> _Exercise details_
Using the records below, copy out exactly the line that contains "like [513, 678]." and every line that follows it, up to and including the last, and no others.

** Start of Stored records **

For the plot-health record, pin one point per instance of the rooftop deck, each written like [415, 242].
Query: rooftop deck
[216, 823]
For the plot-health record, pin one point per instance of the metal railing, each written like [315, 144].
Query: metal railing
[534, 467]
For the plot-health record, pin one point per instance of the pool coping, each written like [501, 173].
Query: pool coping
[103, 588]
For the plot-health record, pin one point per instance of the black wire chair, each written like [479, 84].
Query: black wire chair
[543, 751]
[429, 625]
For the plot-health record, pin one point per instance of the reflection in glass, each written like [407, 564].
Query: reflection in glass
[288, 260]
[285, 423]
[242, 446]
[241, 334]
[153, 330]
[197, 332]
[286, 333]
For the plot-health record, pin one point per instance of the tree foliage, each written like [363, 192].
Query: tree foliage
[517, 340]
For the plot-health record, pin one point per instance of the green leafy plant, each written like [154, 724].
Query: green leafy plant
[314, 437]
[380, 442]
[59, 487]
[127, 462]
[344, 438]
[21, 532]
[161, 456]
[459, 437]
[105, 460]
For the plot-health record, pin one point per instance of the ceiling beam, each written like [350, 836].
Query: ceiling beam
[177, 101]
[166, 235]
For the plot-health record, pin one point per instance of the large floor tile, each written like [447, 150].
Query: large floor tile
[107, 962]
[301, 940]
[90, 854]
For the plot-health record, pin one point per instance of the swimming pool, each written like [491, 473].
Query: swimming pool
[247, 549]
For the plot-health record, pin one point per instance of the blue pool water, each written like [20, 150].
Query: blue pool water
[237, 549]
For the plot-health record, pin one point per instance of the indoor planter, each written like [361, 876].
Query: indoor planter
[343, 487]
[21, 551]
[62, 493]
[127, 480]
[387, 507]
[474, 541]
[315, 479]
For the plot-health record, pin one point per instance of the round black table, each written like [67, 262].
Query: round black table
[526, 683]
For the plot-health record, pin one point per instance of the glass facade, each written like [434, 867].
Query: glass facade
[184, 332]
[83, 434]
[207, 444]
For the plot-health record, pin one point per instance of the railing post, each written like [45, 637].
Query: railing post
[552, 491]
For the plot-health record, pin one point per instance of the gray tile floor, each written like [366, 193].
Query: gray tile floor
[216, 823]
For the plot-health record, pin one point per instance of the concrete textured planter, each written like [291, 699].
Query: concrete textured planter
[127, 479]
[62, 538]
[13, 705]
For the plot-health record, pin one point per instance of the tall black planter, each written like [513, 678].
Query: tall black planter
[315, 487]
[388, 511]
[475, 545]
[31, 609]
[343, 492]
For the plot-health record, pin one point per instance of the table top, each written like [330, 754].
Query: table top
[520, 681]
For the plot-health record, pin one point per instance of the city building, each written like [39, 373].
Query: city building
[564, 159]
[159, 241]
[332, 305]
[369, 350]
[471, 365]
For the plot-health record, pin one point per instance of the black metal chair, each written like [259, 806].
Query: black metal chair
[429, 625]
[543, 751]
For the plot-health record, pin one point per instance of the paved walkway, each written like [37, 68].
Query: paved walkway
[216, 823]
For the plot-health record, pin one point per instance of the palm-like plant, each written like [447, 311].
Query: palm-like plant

** End of Stored records **

> _Right answer_
For the plot-health record, pin one point per instance of the tall black planter, each written like [513, 678].
Query: tall black planter
[315, 487]
[388, 511]
[475, 545]
[31, 609]
[343, 492]
For the plot-health record, pin one point per instance of the table top, each written like [330, 754].
Query: table top
[520, 681]
For the plot-health record, pin one point per instance of the city building, each written like [39, 373].
Query: city building
[564, 159]
[159, 241]
[332, 305]
[369, 350]
[471, 365]
For the plot-health record, pin one point per instance of the black metal chair, each written like [259, 806].
Query: black metal chair
[429, 625]
[543, 751]
For the plot-health record, pin one point per instance of the paved walkway, each written like [37, 68].
Query: paved walkway
[216, 823]
For the plot-health record, pin one point per instance of the palm-like plant, each written like [447, 311].
Query: palm-like plant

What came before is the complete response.